### The tasks:
1. Please write out a passage from the Apache Spark challenges text, beginning at the words "Hint: Have a" and stopping after the words "running the cluster.".
2. Rewrite the paragraph of the Apache Spark challenges text that begins "Given a string of tokens" as a short bulleted list that keeps its main facts.
3. Proceed with the Apache Spark challenges text, picking up after its last sentence.

### Text provided:
Apache Spark Challenges
Overview
Note: Tasks 1, 2, and 3 closely resemble a typical workflow when working with Apache Spark:
- Step 1: Interactively work with a small sample of the problem
- Step 2: Solve and optimize the sample problem
- Step 3: Submit the entire larger problem as a batch job
- Step 4: Analyze the result and, if necessary, repeat steps 1 to 4
You should employ this workflow into task 4 and task 5
Task 1 - Classic Distributed Problem: Token Counting
Given a string of tokens, count the number of times each token apprears. You should do this task in an interactive JupyterLab notebook connecting to a Spark cluster. This is a cananical problem of distributed data processing, and often served as an example for MapReduce Programming Model.
Hint: Have a look at map() and reduceByKey()
Task 2 - Cluster Set-up Bash Scripts
Write Bash Scripts to streamline the process of installing Spark and running the cluster.
Hint: Try to combine the subchapter: set up
Task 3 - Spark and Slurm
Submit task 1 as a Spark job using Slurm. This should be similar to subchapter: job batching
Hint:
- You will need to convert the notebook into a Python file.

### Recorded data:

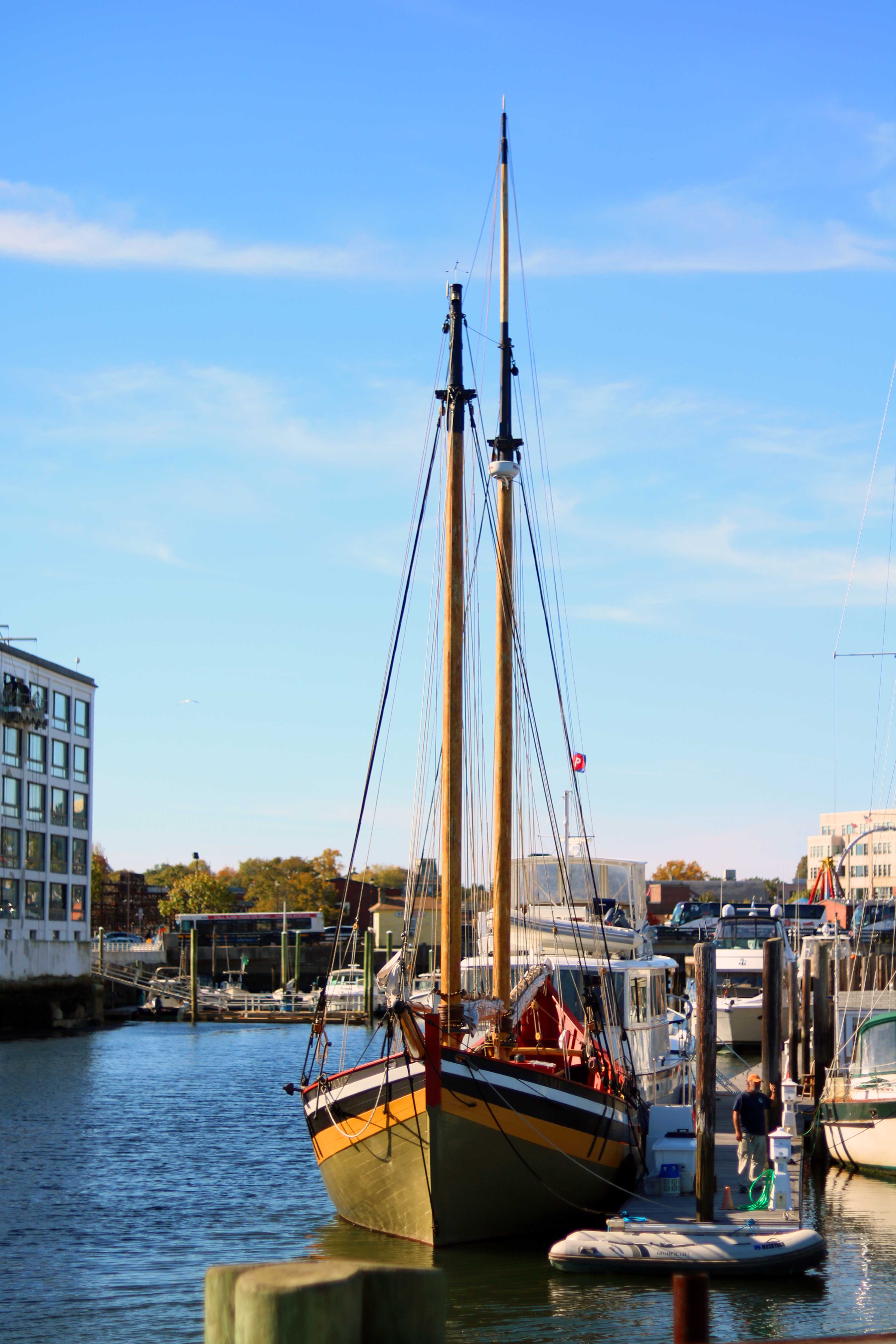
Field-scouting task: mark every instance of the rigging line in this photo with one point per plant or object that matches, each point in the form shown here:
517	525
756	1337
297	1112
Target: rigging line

### Responses per task:
1.
Hint: Have a look at map() and reduceByKey()
Task 2 - Cluster Set-up Bash Scripts
Write Bash Scripts to streamline the process of installing Spark and running the cluster.

2.
- Count how many times each token appears in a string of tokens.
- Do the work in an interactive JupyterLab notebook connected to a Spark cluster.
- This is a canonical distributed data processing problem, often used as an example for the MapReduce programming model.

3.
- Compare the content of
$SPARK_HOME/examples/src/main/python/pi.py
and our Monte Carlo Pi Estimation. They both solve the same problem, however, there are stuffs that we don't need to add when directly usingspark-submit
. Why?
Task 4 - Data Processing
In this task, we will start working witha dataframe and try to process a given real-world dataset.
The dataset, at around ~100MB, is considered small and not well-suited for Spark utilization (opting for Pandas might be more efficient). Nevertheless, working with this dataset serves as an exercise to understand more about Spark concepts and its capabilities.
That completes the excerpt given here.